§ Petunjuk 1:
Dalam teks tentang sidang DKPP terkait Panwaslu Kabupaten Lembata, siapa yang menjadi ketua majelis sidang?
§ Petunjuk 2:
Sambung teks berita sidang DKPP soal dualisme kepengurusan DPC Partai Hanura Kabupaten Lembata setelah kalimat terakhirnya.

§ Teks Bacaan:
==============================
JAKARTA , DKPP – Ketua majelis sidang Saut H Sirait meminta kepada Teradu, Panwaslu Kabupaten Lembata, agar berkoordinasi dengan Bawaslu Provinsi dan Bawaslu Pusat. "Sekarang ini sudah canggih. Permasalahan ini bisa selesai dengan koordinasi. Koordinasi bisa lewat facebook, twitter atau pun imel mengenai permasalahan ini," jelas dia.
Pernyataan tersebut terkait permasalahan dualisme kepengurusan di DPC Partai Hanura Kabupaten Lembata hingga akhirnya maju ke meja sidang DKPP. "Jangan perlu takut untuk koordinasi. Tanya itu Bawaslu Provinsi dan Bawaslu Pusat. Begitu juga Bawaslu Provinsi sebaiknya minta rekomendasi ke DPD Partai Hanura. siapa yang sah dalam kepengurusan DPC Partai Hanura ini. Sekaligus minta berita acaranya," tandas dia di persidangan.
==============================
§ Entri Tersedia:
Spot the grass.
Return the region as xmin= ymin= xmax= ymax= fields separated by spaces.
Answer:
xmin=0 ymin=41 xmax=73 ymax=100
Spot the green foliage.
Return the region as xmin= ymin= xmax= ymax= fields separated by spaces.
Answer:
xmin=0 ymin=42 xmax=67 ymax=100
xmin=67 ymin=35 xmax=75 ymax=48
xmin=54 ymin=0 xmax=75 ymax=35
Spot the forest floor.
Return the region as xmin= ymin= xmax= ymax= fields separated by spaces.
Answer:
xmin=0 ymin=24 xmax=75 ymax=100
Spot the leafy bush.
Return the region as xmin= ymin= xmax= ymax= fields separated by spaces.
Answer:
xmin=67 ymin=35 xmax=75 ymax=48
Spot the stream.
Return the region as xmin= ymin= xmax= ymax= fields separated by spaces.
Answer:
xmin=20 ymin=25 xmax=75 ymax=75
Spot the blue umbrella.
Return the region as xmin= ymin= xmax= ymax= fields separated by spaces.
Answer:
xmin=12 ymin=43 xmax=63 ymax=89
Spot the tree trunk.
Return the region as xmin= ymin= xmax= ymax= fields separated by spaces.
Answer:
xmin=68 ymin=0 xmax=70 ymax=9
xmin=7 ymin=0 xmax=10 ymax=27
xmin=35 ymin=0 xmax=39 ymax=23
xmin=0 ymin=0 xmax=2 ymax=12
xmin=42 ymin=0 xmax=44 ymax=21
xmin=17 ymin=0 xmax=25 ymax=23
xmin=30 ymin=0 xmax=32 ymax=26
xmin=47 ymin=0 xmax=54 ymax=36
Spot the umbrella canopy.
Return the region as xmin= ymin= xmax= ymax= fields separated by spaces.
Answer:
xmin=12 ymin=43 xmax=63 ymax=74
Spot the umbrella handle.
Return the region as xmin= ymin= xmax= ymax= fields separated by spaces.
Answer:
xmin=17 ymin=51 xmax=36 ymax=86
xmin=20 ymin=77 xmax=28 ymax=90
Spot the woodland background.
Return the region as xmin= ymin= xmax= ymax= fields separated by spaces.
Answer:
==============================
§ Jawaban Akhir 1:
Saut H Sirait.

§ Jawaban Akhir 2:
Sambung dia, permasalahan ini merupakan permasalahan yang sifatnya riak saja. Tetapi, permasalahan ini menjadi gelombang. "Sebaiknya pihak Bawaslu dan Panwaslu segara meredam riak itu dengan benar. Bukan menambah masalah," kata dia.
Dalam sidang ini Pengadu, Ketua DPC Hanura Aloysi Urbanus Uri Murin, menyampaikan, di partainya ada dualisme kepengurusan. Ia dan Adriani Sunur. Permasalahannya kini sedang dalam proses penyelesaian sengeketa di Badan Kehormatan DPP Partai Hanura.
Permasalahan ini muncul ketika ia telah mendaftarkan calon legislatif Partai Hanura ke KPU Kabupaten Lembata (19/05/2013). Ternyata pengurus Adriani Sunur juga sudah menyerahkan DCS ke KPU Lembata. "Atas dualisme kepengurusan ini, Panwaslu Lembata mengundang KPU Lembata untuk klarifikasi," jelas dia.
Ia juga, lanjutnya, sebagai ketua DPC diundang oleh Panwaslu Lembata untuk memberikan klarifikasi. Kata dia, mestinya pada saat melakukan klarifikasi itu tidak ada pihak lain yang diundang kecuali ketua dan anggota Panwaslu Lembata. Namun pada kenyataanya, Ketua Panwaslu Flores Timur ikut hadir dan terlibat dalam proses klarifikasi. "Kehadiran ini merupakan bentuk pelanggaran terhadap aturan dan prosedur," jelas dia.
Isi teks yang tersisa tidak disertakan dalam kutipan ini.